**WHAT THE EXERCISE ASKS**. Can you rewrite the entries that follow as a numbered list, dropping any blank lines?

--------------------------------

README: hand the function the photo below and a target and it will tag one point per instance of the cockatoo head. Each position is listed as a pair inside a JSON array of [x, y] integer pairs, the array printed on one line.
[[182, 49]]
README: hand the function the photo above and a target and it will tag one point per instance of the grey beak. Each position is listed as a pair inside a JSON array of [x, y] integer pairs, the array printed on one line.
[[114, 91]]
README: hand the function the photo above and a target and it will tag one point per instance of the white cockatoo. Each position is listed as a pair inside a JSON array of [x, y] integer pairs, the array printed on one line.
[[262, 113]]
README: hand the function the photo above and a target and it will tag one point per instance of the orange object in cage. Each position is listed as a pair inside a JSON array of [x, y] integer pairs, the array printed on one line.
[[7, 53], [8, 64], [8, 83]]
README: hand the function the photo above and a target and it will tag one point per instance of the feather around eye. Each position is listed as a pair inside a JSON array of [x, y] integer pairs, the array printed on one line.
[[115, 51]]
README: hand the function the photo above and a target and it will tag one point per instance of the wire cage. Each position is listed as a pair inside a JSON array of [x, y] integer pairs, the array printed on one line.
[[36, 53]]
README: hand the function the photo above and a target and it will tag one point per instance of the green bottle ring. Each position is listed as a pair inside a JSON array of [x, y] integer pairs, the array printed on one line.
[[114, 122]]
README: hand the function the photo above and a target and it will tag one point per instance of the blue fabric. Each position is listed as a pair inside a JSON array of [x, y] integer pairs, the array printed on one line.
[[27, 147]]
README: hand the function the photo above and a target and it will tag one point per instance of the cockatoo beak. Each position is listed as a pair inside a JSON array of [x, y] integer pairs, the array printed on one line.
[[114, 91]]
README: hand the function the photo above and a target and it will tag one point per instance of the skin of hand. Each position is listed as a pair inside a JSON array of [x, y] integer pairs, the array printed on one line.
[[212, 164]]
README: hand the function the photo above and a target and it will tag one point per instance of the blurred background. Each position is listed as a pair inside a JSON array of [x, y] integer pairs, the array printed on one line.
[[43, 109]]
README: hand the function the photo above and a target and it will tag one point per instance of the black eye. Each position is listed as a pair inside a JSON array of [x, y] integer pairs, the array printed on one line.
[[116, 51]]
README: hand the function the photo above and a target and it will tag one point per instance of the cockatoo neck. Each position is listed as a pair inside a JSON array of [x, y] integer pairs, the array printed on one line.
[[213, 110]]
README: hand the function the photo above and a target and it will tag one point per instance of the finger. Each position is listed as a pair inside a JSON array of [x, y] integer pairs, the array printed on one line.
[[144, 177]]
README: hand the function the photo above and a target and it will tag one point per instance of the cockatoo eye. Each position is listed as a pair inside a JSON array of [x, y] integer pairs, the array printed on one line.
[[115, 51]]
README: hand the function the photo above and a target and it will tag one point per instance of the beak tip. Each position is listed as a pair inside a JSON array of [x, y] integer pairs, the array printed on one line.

--------------------------------

**EXERCISE OUTPUT**.
1. README: hand the function the photo below and a target and it will tag one point per instance of the cockatoo head. Each position is listed as a pair inside a JSON array of [x, y] integer pairs, the array printed on one line.
2. [[182, 49]]
3. README: hand the function the photo above and a target and it will tag one point per instance of the grey beak. Each position is listed as a pair inside a JSON array of [x, y] integer pairs, the array printed on one line.
4. [[114, 91]]
5. README: hand the function the photo above and a target and it will tag one point per instance of the white cockatoo. Each position is listed as a pair inside a JSON array of [x, y] integer pairs, the array printed on one line.
6. [[262, 113]]
7. README: hand the function the photo above and a target and it will tag one point per instance of the orange object in cage. Each position is listed as a pair inside a JSON array of [x, y] integer pairs, the array printed on one line.
8. [[7, 53], [8, 64], [8, 83]]
9. README: hand the function the photo above and a target and it will tag one point per instance of the feather around eye. Each position is listed as a pair inside a JSON array of [x, y] integer pairs, the array printed on one line.
10. [[115, 51]]
11. README: hand the function the photo above and a target and it will tag one point per instance of the wire cage. Each position is listed as a pair inside a JSON array of [x, y] integer pairs, the array printed on one line.
12. [[36, 53]]
13. README: hand the function the photo above and a target and it will tag one point per instance of the green bottle ring. Each position is listed as a pair inside a JSON array of [x, y] integer pairs, the array printed on one line.
14. [[114, 122]]
15. README: hand the function the photo above and a target and it will tag one point per instance of the blue fabric. Each position is listed as a pair inside a JSON array of [x, y] integer pairs, the array printed on one line.
16. [[27, 147]]
17. README: hand the function the photo above and a target and it will tag one point per instance of the cockatoo beak. Each position is listed as a pair inside a JSON array of [x, y] integer pairs, the array printed on one line.
18. [[114, 91]]
19. README: hand the function the photo above and a target and it will tag one point per instance of the skin of hand. Each position is listed as a pair inside a JSON array of [x, y] integer pairs, the array printed on one line.
20. [[212, 164]]
21. README: hand the function the photo above and a target and it will tag one point per instance of the blurred background. Each position is listed as a pair inside a JSON array of [x, y] integer pairs, the array printed on one line.
22. [[43, 109]]
23. README: hand the function the photo above and a target and it will tag one point per instance of the black eye. Each position is listed as a pair inside a JSON array of [x, y] integer pairs, the array printed on one line.
24. [[116, 51]]
25. README: hand the function the photo above and a target and it will tag one point per instance of the cockatoo neck. Each position is listed as a pair inside a JSON array of [x, y] integer pairs, the array printed on one line.
26. [[213, 110]]
27. README: hand the function the photo above and a target and it will tag one point per instance of the finger. Each position is listed as a pair inside a JSON array of [x, y] integer pairs, the array printed on one line.
28. [[144, 177]]
29. README: hand the function the photo above and a target and it will tag one point per instance of the cockatoo eye. Each position is listed as a pair inside a JSON array of [x, y] integer pairs, the array printed on one line.
30. [[115, 51]]
31. README: hand the function the photo above and a target and it will tag one point per instance of the beak tip. Each position is listed as a pair inside a JSON array of [x, y] integer pairs, the array printed on one line.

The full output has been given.